##### Article #####
Lettre de Liebknecht à la Conférence de Zimmerwald*

Chers camarades,


(..) Les amis de chaque pays tiennent dans leurs mains les espoirs et les perspectives des amis de chaque pays. Surtout vous, socialistes français et allemands, vous êtes la destinée l’un de l’autre. Vous, les amis français, je vous en conjure, ne vous laissez pas ensorceler par la phrase d’union nationale – c’est certain que vous ne donnerez pas dans ce piège-là! – pas plus que par celle non moins dangereuse de l’unité du parti. Chaque protestation, par contre, chaque manifestation de votre opposition à la politique gouvernementale officieuse, chaque profession de foi hardie pour la lutte de classe, pour la solidarité avec nous, pour la volonté prolétarienne de paix, renforce notre combativité, décuple notre force d’agir dans le même sens en Allemagne pour le prolétariat mondial, pour son émancipation économique et politique, pour son affranchissement des chaînes du capitalisme, mais aussi des chaînes du tsarisme, du «kaisérisme», du «junkerisme», du militarisme, du militarisme non moins international; décuple notre force de lutter en Allemagne pour la libération politique et sociale du peuple allemand, contre la puissance et l’expansionnisme des impérialistes allemands, pour une paix prochaine qui rende la liberté et l’indépendance à la Belgique malheureuse, et la France au peuple français.
##### Entrées du corpus #####
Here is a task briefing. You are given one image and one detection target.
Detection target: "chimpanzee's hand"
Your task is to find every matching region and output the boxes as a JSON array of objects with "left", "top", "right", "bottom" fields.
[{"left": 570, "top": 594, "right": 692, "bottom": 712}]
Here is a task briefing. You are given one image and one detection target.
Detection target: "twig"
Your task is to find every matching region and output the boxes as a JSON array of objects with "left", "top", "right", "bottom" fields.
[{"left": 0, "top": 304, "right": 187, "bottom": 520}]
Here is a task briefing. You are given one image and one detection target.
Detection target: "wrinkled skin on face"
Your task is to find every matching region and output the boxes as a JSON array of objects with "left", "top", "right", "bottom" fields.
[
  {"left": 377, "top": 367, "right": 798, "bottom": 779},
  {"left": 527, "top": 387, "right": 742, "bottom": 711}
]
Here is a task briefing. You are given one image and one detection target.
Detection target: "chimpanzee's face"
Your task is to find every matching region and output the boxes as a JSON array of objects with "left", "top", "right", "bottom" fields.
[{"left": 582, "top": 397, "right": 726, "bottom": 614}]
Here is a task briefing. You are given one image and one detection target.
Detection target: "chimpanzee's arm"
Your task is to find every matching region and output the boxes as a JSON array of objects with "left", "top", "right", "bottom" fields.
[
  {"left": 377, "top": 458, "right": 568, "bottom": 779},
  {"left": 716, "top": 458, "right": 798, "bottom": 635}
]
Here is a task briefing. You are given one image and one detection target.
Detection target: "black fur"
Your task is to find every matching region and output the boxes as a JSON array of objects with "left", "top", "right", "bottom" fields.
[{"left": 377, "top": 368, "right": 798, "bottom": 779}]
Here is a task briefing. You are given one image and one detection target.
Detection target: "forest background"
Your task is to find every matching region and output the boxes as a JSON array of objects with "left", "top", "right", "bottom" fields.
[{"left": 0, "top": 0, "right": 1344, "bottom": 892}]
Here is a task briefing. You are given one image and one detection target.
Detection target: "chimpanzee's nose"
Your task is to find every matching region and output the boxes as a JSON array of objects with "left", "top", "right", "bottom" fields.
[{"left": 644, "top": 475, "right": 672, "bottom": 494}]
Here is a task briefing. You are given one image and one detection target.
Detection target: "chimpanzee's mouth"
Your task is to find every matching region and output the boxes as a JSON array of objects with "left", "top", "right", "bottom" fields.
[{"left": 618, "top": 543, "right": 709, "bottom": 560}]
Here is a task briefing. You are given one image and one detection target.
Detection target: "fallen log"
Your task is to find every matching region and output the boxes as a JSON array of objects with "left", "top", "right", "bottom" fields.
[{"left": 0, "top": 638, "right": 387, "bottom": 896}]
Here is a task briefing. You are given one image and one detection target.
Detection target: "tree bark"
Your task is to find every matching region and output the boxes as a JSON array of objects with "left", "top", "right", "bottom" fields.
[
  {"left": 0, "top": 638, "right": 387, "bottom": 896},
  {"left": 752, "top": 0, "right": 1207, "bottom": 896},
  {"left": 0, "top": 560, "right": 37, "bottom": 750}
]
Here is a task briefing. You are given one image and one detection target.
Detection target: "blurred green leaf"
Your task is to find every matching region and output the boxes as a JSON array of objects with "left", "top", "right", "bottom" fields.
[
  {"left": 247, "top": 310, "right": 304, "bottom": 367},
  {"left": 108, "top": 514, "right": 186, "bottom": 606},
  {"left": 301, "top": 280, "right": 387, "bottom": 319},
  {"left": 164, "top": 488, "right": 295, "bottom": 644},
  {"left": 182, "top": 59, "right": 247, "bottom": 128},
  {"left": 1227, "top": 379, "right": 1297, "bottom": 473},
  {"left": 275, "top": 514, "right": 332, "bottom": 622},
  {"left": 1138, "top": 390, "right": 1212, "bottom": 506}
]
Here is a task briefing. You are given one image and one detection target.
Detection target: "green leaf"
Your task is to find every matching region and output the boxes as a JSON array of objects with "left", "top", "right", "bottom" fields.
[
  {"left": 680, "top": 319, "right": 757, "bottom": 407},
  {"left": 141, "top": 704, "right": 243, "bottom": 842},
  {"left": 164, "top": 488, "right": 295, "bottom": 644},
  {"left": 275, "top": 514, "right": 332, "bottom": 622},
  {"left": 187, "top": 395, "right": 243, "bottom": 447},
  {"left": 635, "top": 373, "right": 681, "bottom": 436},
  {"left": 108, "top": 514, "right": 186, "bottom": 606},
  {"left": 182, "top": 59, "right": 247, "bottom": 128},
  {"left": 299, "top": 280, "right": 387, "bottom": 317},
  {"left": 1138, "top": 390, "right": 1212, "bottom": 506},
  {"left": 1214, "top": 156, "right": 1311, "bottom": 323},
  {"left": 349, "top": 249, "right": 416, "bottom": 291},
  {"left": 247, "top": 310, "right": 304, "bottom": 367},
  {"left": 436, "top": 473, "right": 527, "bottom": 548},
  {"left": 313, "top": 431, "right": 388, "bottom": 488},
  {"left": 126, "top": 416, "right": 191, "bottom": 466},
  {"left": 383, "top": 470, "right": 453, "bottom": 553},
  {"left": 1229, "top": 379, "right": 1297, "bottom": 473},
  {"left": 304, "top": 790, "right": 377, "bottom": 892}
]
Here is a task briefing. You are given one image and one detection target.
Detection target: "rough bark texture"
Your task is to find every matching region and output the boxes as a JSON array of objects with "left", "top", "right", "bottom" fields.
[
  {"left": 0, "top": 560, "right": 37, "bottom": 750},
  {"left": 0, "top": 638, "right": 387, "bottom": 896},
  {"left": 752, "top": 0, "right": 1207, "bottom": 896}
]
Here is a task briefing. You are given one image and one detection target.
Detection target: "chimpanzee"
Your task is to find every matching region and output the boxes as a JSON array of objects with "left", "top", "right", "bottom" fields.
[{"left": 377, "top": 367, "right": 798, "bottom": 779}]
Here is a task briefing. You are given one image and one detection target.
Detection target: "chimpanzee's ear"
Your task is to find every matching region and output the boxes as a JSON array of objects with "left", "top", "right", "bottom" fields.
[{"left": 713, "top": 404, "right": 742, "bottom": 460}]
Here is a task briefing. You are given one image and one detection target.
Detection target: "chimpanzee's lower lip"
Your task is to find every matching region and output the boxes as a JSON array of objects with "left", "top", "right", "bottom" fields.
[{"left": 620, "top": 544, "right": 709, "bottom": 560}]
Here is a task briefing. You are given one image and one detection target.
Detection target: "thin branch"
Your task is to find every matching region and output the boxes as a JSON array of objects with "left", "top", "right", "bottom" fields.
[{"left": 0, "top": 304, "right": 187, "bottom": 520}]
#####
» **Objectif de l'exercice**: Selon la lettre de Liebknecht à la Conférence de Zimmerwald, à quel pays la paix prochaine doit-elle rendre la liberté et l'indépendance ? Le matériel fourni n'a aucun rôle dans ce travail.

» **Résultat attendu**: À la Belgique.